## Vos consignes
Recopiez les lignes suivantes en remplaçant « pixel marker » par « pixel point », sans rien changer d'autre.

## Support de l'exercice
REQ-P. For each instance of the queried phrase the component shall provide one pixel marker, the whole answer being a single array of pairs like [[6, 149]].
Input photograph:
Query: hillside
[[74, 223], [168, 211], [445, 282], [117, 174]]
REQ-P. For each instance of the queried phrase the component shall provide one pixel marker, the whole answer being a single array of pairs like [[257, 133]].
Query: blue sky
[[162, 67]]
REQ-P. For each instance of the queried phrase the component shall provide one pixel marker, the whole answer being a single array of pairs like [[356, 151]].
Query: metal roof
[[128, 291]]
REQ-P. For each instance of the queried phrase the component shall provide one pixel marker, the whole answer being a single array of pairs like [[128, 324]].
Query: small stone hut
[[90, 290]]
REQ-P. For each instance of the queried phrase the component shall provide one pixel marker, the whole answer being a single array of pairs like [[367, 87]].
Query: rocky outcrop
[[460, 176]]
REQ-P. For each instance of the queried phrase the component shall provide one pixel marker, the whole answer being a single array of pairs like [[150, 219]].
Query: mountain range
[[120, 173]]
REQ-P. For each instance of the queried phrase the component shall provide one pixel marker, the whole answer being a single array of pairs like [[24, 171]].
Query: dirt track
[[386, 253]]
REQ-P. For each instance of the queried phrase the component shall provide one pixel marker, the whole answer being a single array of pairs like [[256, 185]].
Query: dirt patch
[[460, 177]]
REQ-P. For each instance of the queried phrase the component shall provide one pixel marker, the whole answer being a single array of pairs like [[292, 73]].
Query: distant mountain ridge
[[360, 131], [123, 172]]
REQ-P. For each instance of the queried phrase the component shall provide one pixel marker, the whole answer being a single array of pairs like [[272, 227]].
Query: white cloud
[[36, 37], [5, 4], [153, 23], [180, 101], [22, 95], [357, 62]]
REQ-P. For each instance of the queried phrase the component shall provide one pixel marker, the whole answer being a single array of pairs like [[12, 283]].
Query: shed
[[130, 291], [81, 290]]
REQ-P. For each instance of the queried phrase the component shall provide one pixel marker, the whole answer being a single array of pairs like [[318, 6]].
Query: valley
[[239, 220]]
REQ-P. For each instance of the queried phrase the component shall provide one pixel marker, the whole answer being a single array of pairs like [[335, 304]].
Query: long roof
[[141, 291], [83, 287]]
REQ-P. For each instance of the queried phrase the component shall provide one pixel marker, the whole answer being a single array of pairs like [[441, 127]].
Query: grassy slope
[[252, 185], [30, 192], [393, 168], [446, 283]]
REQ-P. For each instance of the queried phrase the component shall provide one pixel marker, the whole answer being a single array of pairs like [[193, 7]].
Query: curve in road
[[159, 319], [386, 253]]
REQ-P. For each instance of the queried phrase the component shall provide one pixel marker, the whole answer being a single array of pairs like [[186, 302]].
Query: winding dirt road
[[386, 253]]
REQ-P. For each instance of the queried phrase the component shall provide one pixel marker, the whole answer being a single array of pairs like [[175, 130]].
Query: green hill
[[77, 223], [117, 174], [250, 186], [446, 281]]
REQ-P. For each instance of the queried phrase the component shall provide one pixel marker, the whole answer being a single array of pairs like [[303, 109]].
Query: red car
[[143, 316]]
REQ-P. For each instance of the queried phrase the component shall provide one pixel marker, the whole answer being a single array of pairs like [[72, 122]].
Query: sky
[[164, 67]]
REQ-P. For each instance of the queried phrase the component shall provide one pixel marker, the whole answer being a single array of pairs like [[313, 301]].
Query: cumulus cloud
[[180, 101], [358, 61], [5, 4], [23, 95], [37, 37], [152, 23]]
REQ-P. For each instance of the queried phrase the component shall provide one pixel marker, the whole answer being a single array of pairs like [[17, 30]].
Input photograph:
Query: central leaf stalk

## Réponse ci-dessous
REQ-P. For each instance of the queried phrase the component shall provide one pixel point, the whole answer being a single array of pairs like [[6, 149]].
Input photograph:
Query: hillside
[[74, 223], [168, 211], [445, 282], [117, 174]]
REQ-P. For each instance of the queried phrase the component shall provide one pixel point, the whole answer being a single array of pairs like [[257, 133]].
Query: blue sky
[[162, 67]]
REQ-P. For each instance of the queried phrase the component shall provide one pixel point, the whole answer being a single array of pairs like [[356, 151]].
Query: metal roof
[[128, 291]]
REQ-P. For each instance of the queried phrase the component shall provide one pixel point, the whole answer being a single array of pairs like [[128, 324]].
Query: small stone hut
[[90, 290]]
REQ-P. For each instance of the queried phrase the component shall provide one pixel point, the whole answer being a single array of pairs like [[367, 87]].
Query: rocky outcrop
[[460, 176]]
REQ-P. For each instance of the queried phrase the component shall provide one pixel point, the whole answer being a single array of pairs like [[150, 219]].
Query: mountain range
[[120, 173]]
REQ-P. For each instance of the queried phrase the component shall provide one pixel point, the whole answer being a single array of pairs like [[24, 171]].
Query: dirt track
[[386, 253]]
REQ-P. For each instance of the queried phrase the component shall provide one pixel point, the whole answer being a single array of pairs like [[256, 185]].
Query: dirt patch
[[460, 177]]
REQ-P. For each instance of the queried phrase the component shall provide one pixel point, the whole answer being a single array of pairs like [[292, 73]].
Query: distant mountain ridge
[[360, 131], [123, 172]]
REQ-P. For each instance of the queried phrase the component shall provide one pixel point, the whole answer being a single array of pairs like [[272, 227]].
Query: white cloud
[[36, 37], [5, 4], [153, 23], [180, 101], [22, 95], [357, 62]]
REQ-P. For each instance of the queried phrase the component shall provide one pixel point, the whole answer being a single array of pairs like [[12, 283]].
Query: shed
[[130, 291], [81, 290]]
REQ-P. For each instance of the queried phrase the component shall provide one pixel point, the whole answer being a single array of pairs like [[318, 6]].
Query: valley
[[239, 220]]
REQ-P. For each instance of the queried phrase the component shall provide one pixel point, the whole answer being a single array of pairs like [[335, 304]].
Query: long roof
[[141, 291], [83, 287]]
REQ-P. For each instance of the queried phrase the component shall provide one pixel point, the whole answer being a single array of pairs like [[441, 127]].
Query: grassy slope
[[252, 185], [30, 192], [393, 168], [446, 283]]
REQ-P. For each instance of the queried phrase the component shall provide one pixel point, the whole answer being a single array of pairs like [[193, 7]].
Query: curve in road
[[159, 319], [386, 253]]
REQ-P. For each instance of the queried phrase the component shall provide one pixel point, the whole answer being a single array of pairs like [[186, 302]].
Query: winding dirt road
[[386, 253]]
REQ-P. For each instance of the queried phrase the component shall provide one pixel point, the whole answer being a single array of pairs like [[175, 130]].
Query: green hill
[[77, 223], [117, 174], [250, 186], [446, 281]]
REQ-P. For each instance of the queried phrase the component shall provide one pixel point, the whole answer being a single array of pairs like [[303, 109]].
Query: red car
[[143, 316]]
REQ-P. For each instance of the queried phrase the component shall provide one pixel point, the whole answer being a single array of pairs like [[72, 122]].
Query: sky
[[164, 67]]
REQ-P. For each instance of the queried phrase the component shall provide one pixel point, the whole answer being a single array of pairs like [[313, 301]].
Query: cumulus cloud
[[180, 101], [358, 61], [5, 4], [23, 95], [37, 37], [152, 23]]
REQ-P. For each instance of the queried phrase the component shall provide one pixel point, the whole answer being a single array of pairs like [[17, 30]].
Input photograph:
Query: central leaf stalk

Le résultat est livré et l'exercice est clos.